**Fragmento del texto:**
Por otra parte, debe tenerse presente que la caridad y la solidaridad aluden a lo realizado voluntariamente, con recursos propios y, si fuera posible, de modo anónimo. El sustraer billeteras y carteras ajenas compulsivamente, no es caridad, filantropía ni solidaridad sino que se trata de un atraco. Este procedimiento degrada y prostituye la sagrada idea de caridad y se convierte en la mayor de las hipocresías.
Es de interés repasar lo ocurrido en muy diversos países antes de la irrupción del mal llamado “Estado Benefactor” (como queda dicho, el uso de la violencia es incompatible con la beneficencia). La cantidad de asociaciones de inmigrantes, cofradías, montepíos, fundaciones filantrópicas era notable y para los propósitos más diversos. Luego “el ogro filantrópico” confiscó jubilaciones e impuso el resto de la batería de medidas estatistas, con los resultados por todos conocidos.
No resulta posible ayudar a que las cosas mejoren si se destruye el derecho que, precisamente, permite incrementar las inversiones que, como decimos, a su vez, es lo único que hace que se eleven salarios e ingresos en términos reales. La referida demolición ocurre cuando se proclaman pesudoderechos. Esto es así porque la contrapartida del derecho siempre implica una obligación. El que alguien gane cierto monto con su trabajo conlleva la obligación universal de respetar ese sueldo, pero si se alega un ingreso que no se obtiene y el gobierno otorga esa suma, necesariamente quiere decir que otros tendrán la obligación de proporcionar la diferencia, lo cual naturalmente significa que se lesionan sus derechos, por ello se trata de pseudoderechos.
El segundo capítulo de este segundo ejemplo del monopolio estriba en la comprensión que en una sociedad libre el que primero descubre un medicamento, una tecnología o lo que fuere es monopolista que si resultara atractivo atraerá otros a ese reglón pero sostener que debe promulgarse una ley antimonopólica no nos hubiera permitido salir de la cueva y el garrote puesto que el primero que descubrió las ventajas del arco y la flecha hubiera sido prohibido por monopolista. El único monopolio dañino es el impuesto por los aparatos estatales puesto que necesariamente significa una situación peor que la que hubiera obtenido la gente en libertad.
Por último y solo para ilustrar de modo telegráfico algunas de las coincidencias generales en el liberalismo, debe subrayarse la oposición a las culturas alambradas y a los nacionalismos que no permiten el movimiento de personas y bienes a través de las fronteras. El liberal considera que el fraccionamiento del globo en naciones es al solo efecto de evitar el inmenso peligro del abuso del poder en un gobierno universal. Estima que la descentralización y el federalismo dentro de las naciones constituyen defensas a los derechos de las personas.
En resumen, el mercado no es un cuco, somos nosotros que entre otras muchas cosas decidimos las desigualdades de rentas y patrimonios a media que revelamos nuestras preferencias en el supermercado y afines todos los días. Y cuando los burócratas se inmiscuyen destrozan el proceso con lo que dañan a todos pero muy especialmente a los más necesitados puesto que bloquean el sistema de informaciones de los precios fruto de conocimiento fraccionado y disperso para concentrar ignorancia en manos de los arrogantes de siempre. El premio Nobel en economía Vernon L. Smith resume el significado del mercado al subrayar que en la sociedad libre “las normas emergen como un orden espontáneo, son descubiertas y no fruto del diseño deliberado de ninguna mente”.

**Tareas del ejercicio:**
#1 ¿Puedes reducir a una lista breve el párrafo del fragmento que comienza con «Por último y solo para ilustrar», sin perder sus ideas principales?
#2 Según el fragmento, ¿qué premio obtuvo Vernon L. Smith?
#3 ¿Qué tipos de organizaciones menciona el fragmento como numerosas antes de la irrupción del «Estado Benefactor»? Enuméralos todos.

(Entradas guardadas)

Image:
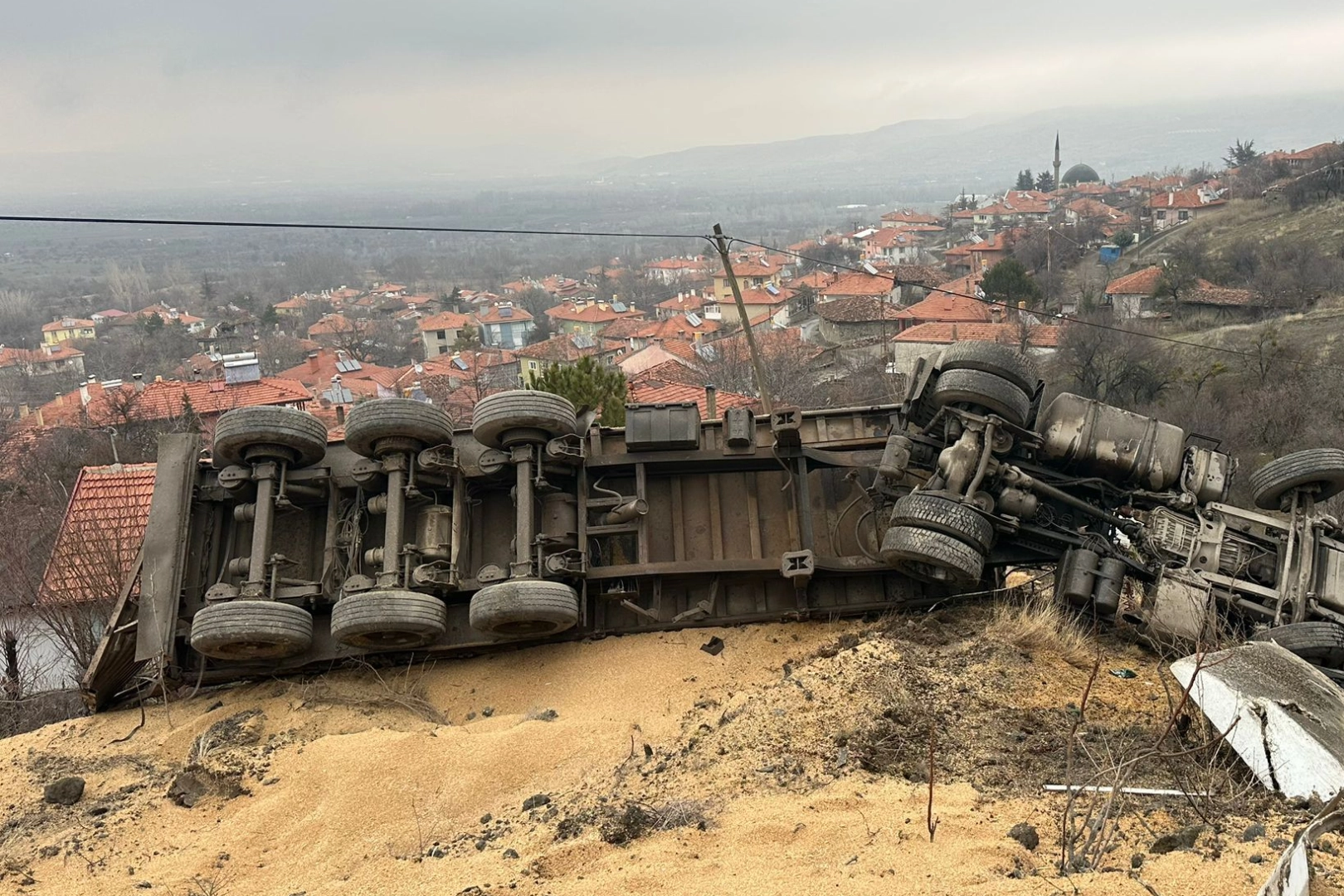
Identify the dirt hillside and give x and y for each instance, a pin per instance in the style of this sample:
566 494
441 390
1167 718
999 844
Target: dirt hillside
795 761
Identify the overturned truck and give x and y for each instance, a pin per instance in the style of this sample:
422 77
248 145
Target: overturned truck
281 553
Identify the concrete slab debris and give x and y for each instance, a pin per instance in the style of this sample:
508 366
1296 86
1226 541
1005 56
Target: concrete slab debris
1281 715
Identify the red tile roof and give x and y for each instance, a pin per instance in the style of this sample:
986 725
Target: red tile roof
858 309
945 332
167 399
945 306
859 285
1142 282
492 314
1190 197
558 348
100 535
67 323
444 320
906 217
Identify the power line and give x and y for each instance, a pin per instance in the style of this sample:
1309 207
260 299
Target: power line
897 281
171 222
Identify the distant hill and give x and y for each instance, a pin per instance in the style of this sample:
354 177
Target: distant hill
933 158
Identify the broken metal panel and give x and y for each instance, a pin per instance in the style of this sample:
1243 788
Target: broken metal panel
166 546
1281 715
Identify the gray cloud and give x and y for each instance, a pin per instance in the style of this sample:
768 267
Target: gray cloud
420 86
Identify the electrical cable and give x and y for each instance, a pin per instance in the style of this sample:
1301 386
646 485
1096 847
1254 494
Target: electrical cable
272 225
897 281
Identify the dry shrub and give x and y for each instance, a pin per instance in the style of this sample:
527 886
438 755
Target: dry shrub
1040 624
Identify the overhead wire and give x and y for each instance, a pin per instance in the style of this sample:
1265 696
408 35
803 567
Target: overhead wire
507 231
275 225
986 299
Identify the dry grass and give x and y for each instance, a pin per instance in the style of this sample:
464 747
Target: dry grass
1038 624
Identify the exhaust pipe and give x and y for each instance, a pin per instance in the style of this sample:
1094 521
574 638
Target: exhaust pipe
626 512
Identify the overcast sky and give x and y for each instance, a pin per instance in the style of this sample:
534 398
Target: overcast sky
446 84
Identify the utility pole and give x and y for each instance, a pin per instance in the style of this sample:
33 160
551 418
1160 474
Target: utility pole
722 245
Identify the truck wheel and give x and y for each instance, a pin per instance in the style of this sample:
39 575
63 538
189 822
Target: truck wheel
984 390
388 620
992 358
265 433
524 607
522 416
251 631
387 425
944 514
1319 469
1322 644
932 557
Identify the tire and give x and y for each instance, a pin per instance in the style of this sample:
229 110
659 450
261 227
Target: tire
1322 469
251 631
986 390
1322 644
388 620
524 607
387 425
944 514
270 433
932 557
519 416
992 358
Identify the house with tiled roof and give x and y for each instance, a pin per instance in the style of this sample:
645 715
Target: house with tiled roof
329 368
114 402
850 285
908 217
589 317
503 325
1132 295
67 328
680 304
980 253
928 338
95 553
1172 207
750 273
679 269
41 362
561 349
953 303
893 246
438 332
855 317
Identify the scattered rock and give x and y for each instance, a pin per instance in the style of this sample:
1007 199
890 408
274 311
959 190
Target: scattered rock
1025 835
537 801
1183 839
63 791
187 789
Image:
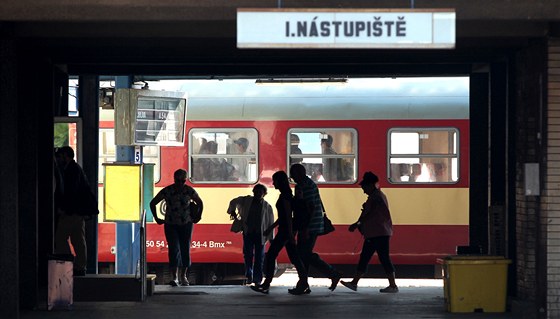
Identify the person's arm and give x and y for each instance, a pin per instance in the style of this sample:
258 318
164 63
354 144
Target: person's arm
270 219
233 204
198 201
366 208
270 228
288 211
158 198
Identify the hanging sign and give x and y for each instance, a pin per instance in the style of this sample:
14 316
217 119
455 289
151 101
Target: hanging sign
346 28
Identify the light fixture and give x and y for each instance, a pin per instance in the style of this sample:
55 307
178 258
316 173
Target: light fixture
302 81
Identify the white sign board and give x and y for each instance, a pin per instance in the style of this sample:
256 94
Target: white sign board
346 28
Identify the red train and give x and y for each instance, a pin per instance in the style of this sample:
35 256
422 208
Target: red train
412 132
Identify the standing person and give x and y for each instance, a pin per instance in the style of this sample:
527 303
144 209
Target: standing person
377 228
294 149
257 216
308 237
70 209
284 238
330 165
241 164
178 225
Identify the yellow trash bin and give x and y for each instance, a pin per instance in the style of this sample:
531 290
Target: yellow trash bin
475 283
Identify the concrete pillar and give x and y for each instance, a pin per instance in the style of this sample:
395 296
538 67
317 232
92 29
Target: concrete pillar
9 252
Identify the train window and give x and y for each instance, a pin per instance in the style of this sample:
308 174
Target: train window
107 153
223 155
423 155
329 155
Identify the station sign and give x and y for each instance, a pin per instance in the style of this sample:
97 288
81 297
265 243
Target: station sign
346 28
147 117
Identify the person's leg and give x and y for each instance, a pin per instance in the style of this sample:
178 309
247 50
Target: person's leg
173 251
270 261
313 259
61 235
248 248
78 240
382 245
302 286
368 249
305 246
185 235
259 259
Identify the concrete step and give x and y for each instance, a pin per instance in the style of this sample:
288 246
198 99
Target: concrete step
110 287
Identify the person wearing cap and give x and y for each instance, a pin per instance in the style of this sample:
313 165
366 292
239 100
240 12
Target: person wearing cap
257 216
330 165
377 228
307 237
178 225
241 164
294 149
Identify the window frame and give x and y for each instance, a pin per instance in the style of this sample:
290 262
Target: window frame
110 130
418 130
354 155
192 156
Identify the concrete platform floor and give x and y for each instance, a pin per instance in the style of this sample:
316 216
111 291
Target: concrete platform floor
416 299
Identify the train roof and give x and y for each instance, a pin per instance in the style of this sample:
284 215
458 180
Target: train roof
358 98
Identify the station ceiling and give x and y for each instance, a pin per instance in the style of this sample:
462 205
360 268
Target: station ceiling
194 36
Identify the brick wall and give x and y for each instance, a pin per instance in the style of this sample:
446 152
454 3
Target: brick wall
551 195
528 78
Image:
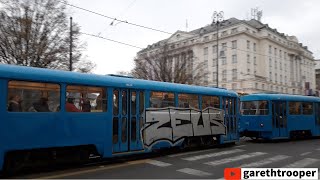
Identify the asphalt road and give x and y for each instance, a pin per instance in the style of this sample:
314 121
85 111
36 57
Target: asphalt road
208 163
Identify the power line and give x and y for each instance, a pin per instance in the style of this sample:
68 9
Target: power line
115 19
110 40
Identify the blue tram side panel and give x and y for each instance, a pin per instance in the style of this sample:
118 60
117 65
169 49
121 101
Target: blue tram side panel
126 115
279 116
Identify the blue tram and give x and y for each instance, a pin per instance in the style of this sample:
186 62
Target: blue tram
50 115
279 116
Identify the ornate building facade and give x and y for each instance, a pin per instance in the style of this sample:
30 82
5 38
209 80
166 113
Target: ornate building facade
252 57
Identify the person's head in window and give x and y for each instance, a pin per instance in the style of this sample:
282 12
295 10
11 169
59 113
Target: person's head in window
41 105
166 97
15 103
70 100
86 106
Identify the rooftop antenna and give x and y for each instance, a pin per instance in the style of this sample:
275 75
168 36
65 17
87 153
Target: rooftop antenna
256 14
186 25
==
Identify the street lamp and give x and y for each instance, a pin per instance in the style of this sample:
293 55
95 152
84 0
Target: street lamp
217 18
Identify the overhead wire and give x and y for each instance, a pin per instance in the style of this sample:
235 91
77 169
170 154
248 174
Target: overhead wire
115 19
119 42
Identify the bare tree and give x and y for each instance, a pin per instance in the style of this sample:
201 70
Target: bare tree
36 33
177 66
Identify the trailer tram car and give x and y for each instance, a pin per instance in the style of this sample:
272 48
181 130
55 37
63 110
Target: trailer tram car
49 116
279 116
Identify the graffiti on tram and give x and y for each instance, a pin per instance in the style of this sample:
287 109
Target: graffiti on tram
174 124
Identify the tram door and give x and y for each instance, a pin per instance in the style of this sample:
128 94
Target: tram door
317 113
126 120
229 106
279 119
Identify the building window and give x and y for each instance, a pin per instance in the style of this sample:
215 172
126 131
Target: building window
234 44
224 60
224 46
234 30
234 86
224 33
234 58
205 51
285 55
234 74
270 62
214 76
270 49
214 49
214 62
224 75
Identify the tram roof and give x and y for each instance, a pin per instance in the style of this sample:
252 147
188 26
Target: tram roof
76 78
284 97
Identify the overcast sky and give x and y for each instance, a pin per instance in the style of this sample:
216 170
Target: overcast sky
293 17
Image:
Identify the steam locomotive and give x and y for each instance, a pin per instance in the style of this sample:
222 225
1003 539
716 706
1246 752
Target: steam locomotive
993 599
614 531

**Respuestas dadas:**
#1
- El liberalismo se opone a las culturas alambradas y a los nacionalismos que impiden el movimiento de personas y bienes a través de las fronteras.
- Para el liberal, el fraccionamiento del globo en naciones solo sirve para evitar el peligro del abuso del poder en un gobierno universal.
- La descentralización y el federalismo dentro de las naciones son defensas de los derechos de las personas.

#2 El premio Nobel en economía.

#3
- Asociaciones de inmigrantes
- Cofradías
- Montepíos
- Fundaciones filantrópicas